• About this exercise:
Answer these questions from the page extract:
(a) Under the Appeals Court's rule, when is a way not covered?
(b) Which places does the Appeals Court say could see the enforceability of the Massachusetts OUI Law called into question?
(c) Which amendment to the U.S. Constitution requires that criminal defendants receive effective assistance of counsel?

• Page extract:
In overturning Stoddard's OUI conviction, the Appeals Court announced the following rule: "[T]he essential question ... is whether the way is available for public use ... If the invitation or license is one that extends (or appears, from the character of the way, to extend) to the general public, the way is covered; if instead the license or invitation is privately extended to a limited class, the way is not covered." 

The Appeals Court further noted that the decision in this case may call into question the enforceability of the Massachusetts OUI Law in "gated communities," gated private resorts, or even some college campuses, where public access is restricted. 

Kentucky Case May Overturn Guilty Pleas in Mass. OUI Cases

In the case of Padilla v. Kentucky, the Supreme Court will decide whether a lawyer’s failure to inform his or her client about the collateral consequences of a guilty plea, such as automatic deportation, constitutes ineffective assistance of counsel which would warrant overturning the guilty plea.


The 6th Amendment to the U.S. Constitution requires that criminal defendants receive effective assistance of counsel. A violation of this constitutional standard warrants reversal of a conviction. In Padilla v. Kentucky, the defendant’s attorney never told him that he would be automatically deported if he piled guilty to felony drug charges. Padilla got his guilty pleas vacated on appeal, because his lawyer never informed him of the automatic deportation. The prosecution appealed further and obtained a ruling from the Kentucky Supreme Court which overturned the lower court’s decision. The Supreme Court heard oral arguments last month and it will decide the case in the near future.

• Material provided:

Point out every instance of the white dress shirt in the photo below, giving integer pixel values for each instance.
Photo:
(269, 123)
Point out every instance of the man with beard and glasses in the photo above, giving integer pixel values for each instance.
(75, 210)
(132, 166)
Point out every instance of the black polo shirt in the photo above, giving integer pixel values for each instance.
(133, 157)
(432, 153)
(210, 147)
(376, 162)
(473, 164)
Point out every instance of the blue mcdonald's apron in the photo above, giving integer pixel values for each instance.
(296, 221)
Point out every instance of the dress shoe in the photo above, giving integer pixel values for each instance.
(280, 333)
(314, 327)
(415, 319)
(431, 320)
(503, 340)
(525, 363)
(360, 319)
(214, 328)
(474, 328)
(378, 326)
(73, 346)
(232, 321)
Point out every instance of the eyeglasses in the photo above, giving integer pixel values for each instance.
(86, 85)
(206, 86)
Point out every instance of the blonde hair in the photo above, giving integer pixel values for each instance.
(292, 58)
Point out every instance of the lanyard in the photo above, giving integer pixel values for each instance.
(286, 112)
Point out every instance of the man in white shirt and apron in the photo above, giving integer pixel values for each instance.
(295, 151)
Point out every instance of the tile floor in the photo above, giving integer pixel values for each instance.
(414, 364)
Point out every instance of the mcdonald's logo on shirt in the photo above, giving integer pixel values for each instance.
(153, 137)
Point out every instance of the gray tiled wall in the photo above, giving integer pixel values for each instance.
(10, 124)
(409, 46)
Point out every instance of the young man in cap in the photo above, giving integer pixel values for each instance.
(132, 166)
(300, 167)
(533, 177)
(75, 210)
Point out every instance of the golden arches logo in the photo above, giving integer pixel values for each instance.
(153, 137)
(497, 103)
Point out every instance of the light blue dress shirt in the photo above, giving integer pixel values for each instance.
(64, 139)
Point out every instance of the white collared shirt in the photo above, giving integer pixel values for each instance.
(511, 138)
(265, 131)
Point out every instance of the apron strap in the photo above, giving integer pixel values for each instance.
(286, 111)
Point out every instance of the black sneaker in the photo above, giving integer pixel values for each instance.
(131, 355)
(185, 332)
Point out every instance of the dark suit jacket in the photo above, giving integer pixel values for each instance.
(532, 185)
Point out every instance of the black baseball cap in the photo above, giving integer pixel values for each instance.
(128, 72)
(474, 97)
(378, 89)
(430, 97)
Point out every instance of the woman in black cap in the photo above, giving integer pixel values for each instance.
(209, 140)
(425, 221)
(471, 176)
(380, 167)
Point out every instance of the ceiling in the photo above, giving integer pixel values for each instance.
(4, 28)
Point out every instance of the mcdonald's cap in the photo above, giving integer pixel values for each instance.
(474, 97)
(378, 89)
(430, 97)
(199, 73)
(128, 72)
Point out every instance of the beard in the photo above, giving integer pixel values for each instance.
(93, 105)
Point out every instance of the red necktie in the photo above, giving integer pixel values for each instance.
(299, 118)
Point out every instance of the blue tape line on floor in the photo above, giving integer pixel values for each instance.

• Exercise output:
(a) When the license or invitation is privately extended to a limited class.
(b) Gated communities, gated private resorts, and some college campuses, where public access is restricted.
(c) The 6th Amendment.